Instructions for the task:
Reproduce the rows below word for word, leaving out the pictures.

Source records:
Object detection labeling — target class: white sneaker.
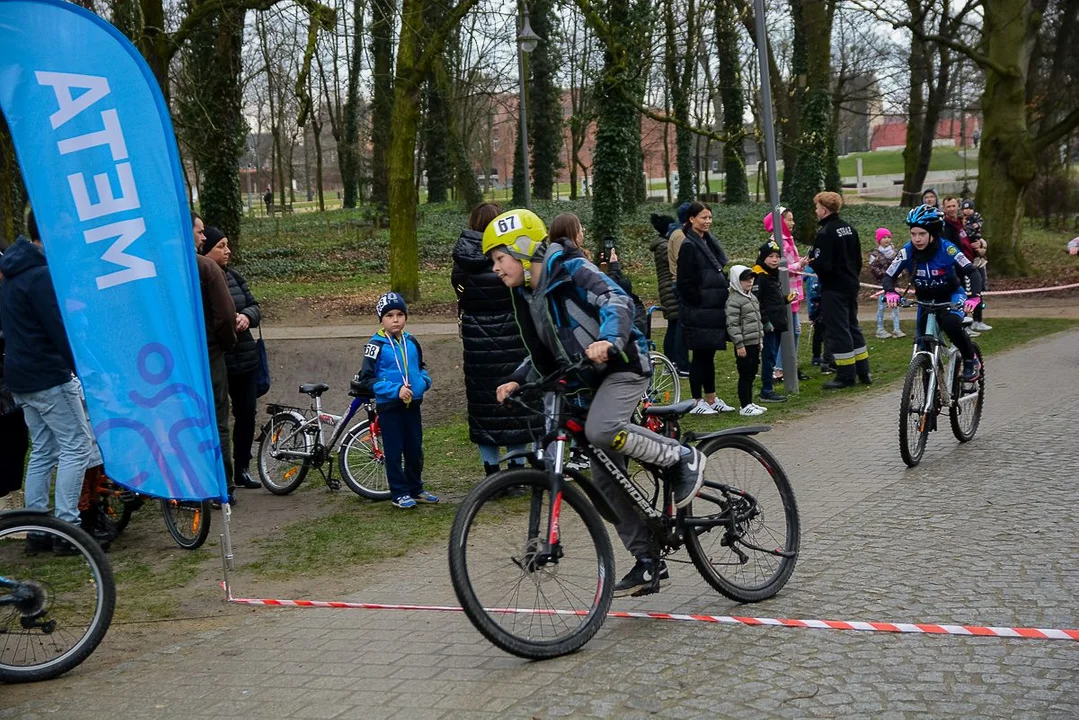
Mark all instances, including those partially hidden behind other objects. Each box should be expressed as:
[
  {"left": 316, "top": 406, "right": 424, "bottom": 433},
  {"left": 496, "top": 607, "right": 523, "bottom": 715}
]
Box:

Final result:
Object detection labeling — target class: white sneaker.
Mark all instances, including those partially hidden behind other objects. Each box should be expressed as:
[
  {"left": 316, "top": 406, "right": 424, "bottom": 433},
  {"left": 496, "top": 607, "right": 523, "bottom": 715}
]
Box:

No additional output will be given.